Passage shown:
-*-*-

Peter H. Shuck, a Yale Law professor, has a column in the WSJ today to explain why we shouldn't put our faith in such a seemingly easy fix.
I can think of no other law that would empower judges to exercise more political and policy-making discretion than a balanced budget amendment. It would quickly realize every conservative's fears of an "imperial judiciary" that "legislates from the bench"—even if the courts simply did their job and did not grasp for that power.It's just a gimmick, but the politicians would find ways around its wording. Think of how they've gotten around the 27th Amendments prohibitions on raising their salary in the same congressional session by making those pay increases into automatic cost-of-living increases that go into effect unless they vote them down. Don't put your faith in a balanced budget amendment. It wouldn't solve the spending problems that we are facing.
First, the courts would be swamped with challenges to every governmental decision with significant budgetary implications, which means almost all important decisions. As federal Judge Ralph Winter pointed out long ago, the judges would have to decide who, if anyone, would have standing to sue and who the proper defendant would be. If they ruled that no one had standing, then the amendment would be legally unenforceable, a dead letter. If the judges found standing, however, a host of exceptionally controversial legal-interpretation issues would arise.

-*-*-

Source data:
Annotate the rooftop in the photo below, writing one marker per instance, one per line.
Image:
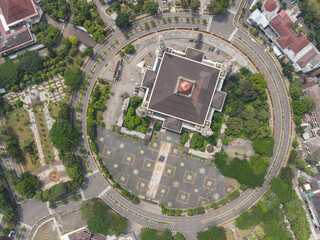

-*-*-

Task to carry out: In the passage on a balanced budget amendment, what would happen if the courts ruled that no one had standing to sue?

Written answer: The amendment would be legally unenforceable, a dead letter.